WORK TO DO:
Copy out the following material word for word, keeping every line as it stands.

--- START TASK DATA ---

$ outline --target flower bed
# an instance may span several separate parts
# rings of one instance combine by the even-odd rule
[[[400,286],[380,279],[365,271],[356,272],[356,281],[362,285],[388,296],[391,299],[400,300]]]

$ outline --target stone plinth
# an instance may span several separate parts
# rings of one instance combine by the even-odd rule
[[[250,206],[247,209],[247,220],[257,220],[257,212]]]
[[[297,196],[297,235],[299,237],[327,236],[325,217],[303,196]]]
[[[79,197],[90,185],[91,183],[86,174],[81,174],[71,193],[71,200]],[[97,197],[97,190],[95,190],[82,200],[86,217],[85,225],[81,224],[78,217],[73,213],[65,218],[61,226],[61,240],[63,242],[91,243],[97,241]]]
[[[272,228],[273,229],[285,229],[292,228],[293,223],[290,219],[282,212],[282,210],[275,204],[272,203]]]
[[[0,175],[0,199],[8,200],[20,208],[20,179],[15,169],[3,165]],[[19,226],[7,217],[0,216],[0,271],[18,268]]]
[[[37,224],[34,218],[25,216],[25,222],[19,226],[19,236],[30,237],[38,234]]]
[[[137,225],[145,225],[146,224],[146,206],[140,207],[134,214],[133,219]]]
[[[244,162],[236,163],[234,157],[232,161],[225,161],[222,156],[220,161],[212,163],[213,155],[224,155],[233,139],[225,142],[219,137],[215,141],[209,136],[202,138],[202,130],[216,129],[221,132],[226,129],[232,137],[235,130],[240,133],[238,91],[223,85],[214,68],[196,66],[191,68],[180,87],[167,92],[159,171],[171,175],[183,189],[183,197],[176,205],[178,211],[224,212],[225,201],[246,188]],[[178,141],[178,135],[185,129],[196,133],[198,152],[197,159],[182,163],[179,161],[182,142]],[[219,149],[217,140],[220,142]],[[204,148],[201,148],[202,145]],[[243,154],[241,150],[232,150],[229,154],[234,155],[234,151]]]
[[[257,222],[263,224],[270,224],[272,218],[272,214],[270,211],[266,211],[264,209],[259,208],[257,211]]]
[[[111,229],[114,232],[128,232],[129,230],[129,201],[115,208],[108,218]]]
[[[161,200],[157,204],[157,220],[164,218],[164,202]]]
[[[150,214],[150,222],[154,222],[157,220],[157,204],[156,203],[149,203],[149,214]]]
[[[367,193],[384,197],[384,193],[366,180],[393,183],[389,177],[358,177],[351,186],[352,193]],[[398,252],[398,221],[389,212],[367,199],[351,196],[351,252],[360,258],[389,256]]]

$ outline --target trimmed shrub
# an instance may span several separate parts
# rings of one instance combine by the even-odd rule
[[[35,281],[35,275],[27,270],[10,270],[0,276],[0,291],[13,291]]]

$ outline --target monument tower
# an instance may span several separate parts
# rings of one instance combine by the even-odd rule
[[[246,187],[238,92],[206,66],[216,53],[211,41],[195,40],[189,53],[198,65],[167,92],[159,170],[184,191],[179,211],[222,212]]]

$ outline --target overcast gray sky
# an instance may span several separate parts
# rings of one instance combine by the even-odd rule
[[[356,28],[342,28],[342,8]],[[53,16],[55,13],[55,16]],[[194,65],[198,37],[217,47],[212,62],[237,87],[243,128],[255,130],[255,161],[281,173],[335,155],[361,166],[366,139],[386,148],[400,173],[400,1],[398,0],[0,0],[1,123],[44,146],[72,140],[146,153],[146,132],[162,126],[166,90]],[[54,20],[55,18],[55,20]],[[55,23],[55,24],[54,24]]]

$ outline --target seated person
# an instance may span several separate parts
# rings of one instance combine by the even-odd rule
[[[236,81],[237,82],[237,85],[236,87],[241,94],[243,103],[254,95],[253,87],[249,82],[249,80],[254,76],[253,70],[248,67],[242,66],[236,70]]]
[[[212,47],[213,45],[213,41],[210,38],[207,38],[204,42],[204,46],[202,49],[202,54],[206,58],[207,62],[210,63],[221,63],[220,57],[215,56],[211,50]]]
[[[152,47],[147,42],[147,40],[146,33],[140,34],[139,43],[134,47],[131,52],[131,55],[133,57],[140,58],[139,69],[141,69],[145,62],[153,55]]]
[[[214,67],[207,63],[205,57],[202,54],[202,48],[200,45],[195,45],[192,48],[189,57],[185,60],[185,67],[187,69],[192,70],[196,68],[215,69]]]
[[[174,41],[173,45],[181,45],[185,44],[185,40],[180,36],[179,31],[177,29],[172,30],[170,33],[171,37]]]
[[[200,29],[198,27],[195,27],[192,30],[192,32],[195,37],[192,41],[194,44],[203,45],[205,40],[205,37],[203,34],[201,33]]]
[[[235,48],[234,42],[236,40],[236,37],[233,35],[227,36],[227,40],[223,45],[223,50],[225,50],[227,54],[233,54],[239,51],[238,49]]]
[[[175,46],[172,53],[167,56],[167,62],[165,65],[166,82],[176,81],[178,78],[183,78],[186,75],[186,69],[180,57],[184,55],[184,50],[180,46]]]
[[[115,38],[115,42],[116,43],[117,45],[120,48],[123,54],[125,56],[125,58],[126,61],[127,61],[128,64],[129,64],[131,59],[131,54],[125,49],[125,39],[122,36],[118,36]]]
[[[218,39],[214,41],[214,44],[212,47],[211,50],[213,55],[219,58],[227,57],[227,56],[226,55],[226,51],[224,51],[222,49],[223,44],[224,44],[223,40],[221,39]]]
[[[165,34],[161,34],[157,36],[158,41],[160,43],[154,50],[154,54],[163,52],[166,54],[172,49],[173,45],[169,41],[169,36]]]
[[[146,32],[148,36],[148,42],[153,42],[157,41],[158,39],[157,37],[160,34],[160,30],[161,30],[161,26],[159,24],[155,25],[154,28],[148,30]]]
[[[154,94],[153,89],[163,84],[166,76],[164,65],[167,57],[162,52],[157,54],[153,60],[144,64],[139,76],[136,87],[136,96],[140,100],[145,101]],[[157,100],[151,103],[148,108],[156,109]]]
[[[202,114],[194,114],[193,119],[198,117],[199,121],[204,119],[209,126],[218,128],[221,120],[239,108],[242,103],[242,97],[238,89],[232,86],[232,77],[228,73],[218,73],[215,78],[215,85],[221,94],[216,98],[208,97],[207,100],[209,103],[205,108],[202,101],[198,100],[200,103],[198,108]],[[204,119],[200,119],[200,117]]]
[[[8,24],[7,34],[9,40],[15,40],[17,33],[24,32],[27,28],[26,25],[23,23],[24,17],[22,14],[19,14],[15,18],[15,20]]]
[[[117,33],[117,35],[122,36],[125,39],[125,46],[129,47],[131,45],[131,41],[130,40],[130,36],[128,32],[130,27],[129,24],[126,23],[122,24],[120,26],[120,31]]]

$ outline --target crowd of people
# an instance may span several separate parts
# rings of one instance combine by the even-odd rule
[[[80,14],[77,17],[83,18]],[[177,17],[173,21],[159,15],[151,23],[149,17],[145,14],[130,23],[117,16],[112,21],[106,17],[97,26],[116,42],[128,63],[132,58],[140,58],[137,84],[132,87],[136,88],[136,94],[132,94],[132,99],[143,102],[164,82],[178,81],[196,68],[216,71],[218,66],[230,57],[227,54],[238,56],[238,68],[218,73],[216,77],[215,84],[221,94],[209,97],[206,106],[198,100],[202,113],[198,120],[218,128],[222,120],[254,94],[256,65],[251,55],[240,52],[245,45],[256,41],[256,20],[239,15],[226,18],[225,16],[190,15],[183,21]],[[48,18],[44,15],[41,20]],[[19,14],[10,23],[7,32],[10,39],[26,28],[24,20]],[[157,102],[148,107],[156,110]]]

--- END TASK DATA ---

RESULT BELOW:
$ outline --target flower bed
# an instance may span several separate parts
# rings of one instance combine by the even-odd rule
[[[400,286],[380,279],[365,271],[356,272],[356,281],[362,285],[388,296],[391,299],[400,300]]]

$ outline --target stone plinth
# an instance may span several separate parts
# rings of one instance combine by the even-odd rule
[[[250,206],[247,209],[247,220],[257,220],[257,212]]]
[[[297,196],[297,235],[299,237],[327,236],[325,217],[303,196]]]
[[[79,197],[90,185],[91,183],[86,174],[81,174],[71,193],[71,200]],[[97,197],[97,190],[95,190],[82,200],[86,217],[85,225],[81,224],[78,217],[73,213],[65,218],[61,226],[61,240],[63,242],[91,243],[97,241]]]
[[[272,228],[273,229],[285,229],[292,228],[293,223],[290,219],[282,212],[282,210],[275,204],[272,203]]]
[[[0,175],[0,199],[8,200],[20,208],[20,179],[15,169],[3,165]],[[19,226],[7,217],[0,216],[0,271],[18,268]]]
[[[37,224],[34,218],[25,216],[25,222],[19,226],[19,236],[30,237],[38,234]]]
[[[137,225],[145,225],[146,224],[146,206],[140,207],[134,214],[133,219]]]
[[[244,162],[236,163],[234,157],[232,161],[225,161],[222,156],[220,161],[212,163],[213,155],[224,155],[233,139],[225,142],[219,137],[215,141],[209,136],[202,138],[202,130],[216,129],[221,132],[226,129],[232,137],[235,130],[240,133],[238,91],[223,85],[214,68],[196,66],[191,68],[180,87],[167,92],[159,171],[171,175],[183,189],[183,197],[176,205],[178,211],[224,212],[225,201],[246,188]],[[178,141],[178,135],[185,129],[196,133],[198,152],[197,159],[182,163],[179,161],[182,142]],[[219,149],[217,140],[220,142]],[[204,148],[201,148],[202,145]],[[243,154],[241,150],[232,150],[229,154],[234,155],[234,151]]]
[[[257,222],[263,224],[270,224],[272,218],[272,214],[270,211],[266,211],[264,209],[259,208],[257,211]]]
[[[111,229],[114,232],[128,232],[129,230],[129,201],[115,208],[108,218]]]
[[[161,200],[157,204],[157,220],[164,218],[164,202]]]
[[[150,214],[150,222],[154,222],[157,220],[157,204],[156,203],[149,203],[149,214]]]
[[[367,193],[384,197],[384,193],[366,180],[393,183],[389,177],[358,177],[351,186],[352,193]],[[398,252],[398,221],[389,212],[367,199],[351,196],[351,252],[360,258],[389,256]]]

$ outline --target trimmed shrub
# an instance may span several separate parts
# rings of one instance combine by the even-odd rule
[[[35,281],[35,275],[27,270],[10,270],[0,276],[0,291],[13,291]]]

$ outline --target monument tower
# an instance may span several separate parts
# rings of one instance combine by the even-odd rule
[[[246,187],[238,92],[206,66],[216,53],[211,41],[195,40],[189,53],[198,65],[167,92],[159,170],[184,191],[179,211],[222,212]]]

$ outline --target overcast gray sky
# an instance may span several separate parts
# rings of one instance combine by the even-odd rule
[[[356,28],[342,28],[342,8]],[[53,16],[55,13],[55,16]],[[194,65],[198,37],[217,47],[212,62],[237,87],[243,128],[255,130],[255,161],[281,173],[335,155],[361,166],[366,139],[386,148],[400,173],[400,1],[398,0],[0,0],[1,123],[44,146],[72,140],[146,153],[146,132],[162,126],[166,90]],[[54,20],[55,18],[55,20]],[[55,23],[55,24],[54,24]]]

$ outline --target seated person
# an instance may span several separate parts
# rings of one instance combine by the even-odd rule
[[[236,81],[237,82],[237,85],[236,87],[241,94],[243,103],[254,95],[253,87],[249,82],[249,80],[254,76],[253,70],[248,67],[242,66],[236,70]]]
[[[212,47],[213,45],[213,41],[210,38],[207,38],[204,42],[204,46],[202,49],[202,54],[206,58],[207,62],[210,63],[221,63],[220,57],[215,56],[211,50]]]
[[[152,47],[147,42],[147,40],[146,33],[140,34],[139,43],[134,47],[131,52],[131,55],[133,57],[140,58],[139,69],[141,69],[145,62],[153,55]]]
[[[214,67],[207,63],[205,57],[202,54],[202,48],[200,45],[195,45],[192,48],[189,57],[185,60],[185,67],[187,69],[192,70],[196,68],[215,69]]]
[[[174,41],[173,45],[181,45],[185,44],[185,40],[180,36],[179,31],[177,29],[172,30],[170,33],[171,37]]]
[[[200,29],[198,27],[195,27],[192,30],[192,32],[195,37],[192,41],[194,44],[203,45],[205,40],[205,37],[203,34],[201,33]]]
[[[235,48],[234,42],[236,40],[236,37],[233,35],[227,36],[227,40],[223,45],[223,50],[225,50],[227,54],[233,54],[239,51],[238,49]]]
[[[175,46],[172,53],[167,56],[167,62],[165,65],[166,82],[176,81],[178,78],[183,78],[186,75],[186,69],[180,57],[184,55],[184,50],[180,46]]]
[[[115,38],[115,42],[116,43],[117,45],[120,48],[123,54],[125,56],[125,58],[126,61],[127,61],[128,64],[129,64],[131,59],[131,54],[125,49],[125,39],[122,36],[118,36]]]
[[[218,39],[214,41],[214,44],[212,47],[211,50],[213,55],[219,58],[227,57],[227,56],[226,55],[226,51],[224,51],[222,49],[223,44],[224,44],[223,40],[221,39]]]
[[[165,34],[161,34],[157,36],[158,41],[160,43],[154,50],[154,54],[163,52],[166,54],[172,49],[173,45],[169,41],[169,36]]]
[[[146,32],[148,36],[148,42],[153,42],[157,41],[158,39],[157,37],[160,34],[160,30],[161,30],[161,26],[159,24],[155,25],[154,28],[148,30]]]
[[[154,94],[153,89],[163,84],[166,76],[164,65],[167,57],[162,52],[157,54],[153,60],[144,64],[139,76],[136,87],[136,96],[140,100],[145,101]],[[157,100],[151,103],[148,108],[156,109]]]
[[[202,114],[194,114],[193,119],[198,117],[199,121],[204,119],[209,126],[218,128],[221,120],[239,108],[242,103],[242,97],[238,89],[232,86],[232,77],[228,73],[218,73],[215,78],[215,85],[221,94],[216,98],[208,97],[207,100],[209,103],[205,108],[202,101],[198,100],[200,103],[198,108]],[[204,119],[200,119],[200,117]]]
[[[8,24],[7,34],[9,40],[15,40],[17,33],[24,32],[27,28],[26,25],[23,23],[24,17],[22,14],[19,14],[15,18],[15,20]]]
[[[117,33],[117,35],[122,36],[125,39],[125,46],[129,47],[131,45],[131,41],[130,40],[130,36],[128,32],[130,27],[129,24],[126,23],[122,24],[120,26],[120,31]]]

$ outline --target crowd of people
# an instance may span several separate parts
# rings of one instance combine by the even-odd rule
[[[80,14],[77,17],[83,18]],[[177,17],[173,21],[159,15],[151,23],[149,17],[145,14],[130,23],[117,16],[112,21],[106,17],[97,26],[116,42],[128,63],[132,58],[140,58],[137,84],[132,87],[136,88],[136,94],[132,94],[132,99],[143,102],[164,82],[178,81],[196,68],[216,71],[218,66],[230,57],[227,54],[238,56],[238,68],[218,73],[216,77],[215,84],[221,94],[209,97],[206,106],[198,100],[202,113],[198,120],[218,128],[222,120],[254,94],[256,65],[251,55],[240,52],[245,45],[256,41],[256,20],[239,15],[226,18],[225,16],[190,15],[183,21]],[[48,18],[44,15],[41,20]],[[19,14],[10,23],[7,32],[10,39],[26,28],[24,20]],[[157,102],[148,107],[156,110]]]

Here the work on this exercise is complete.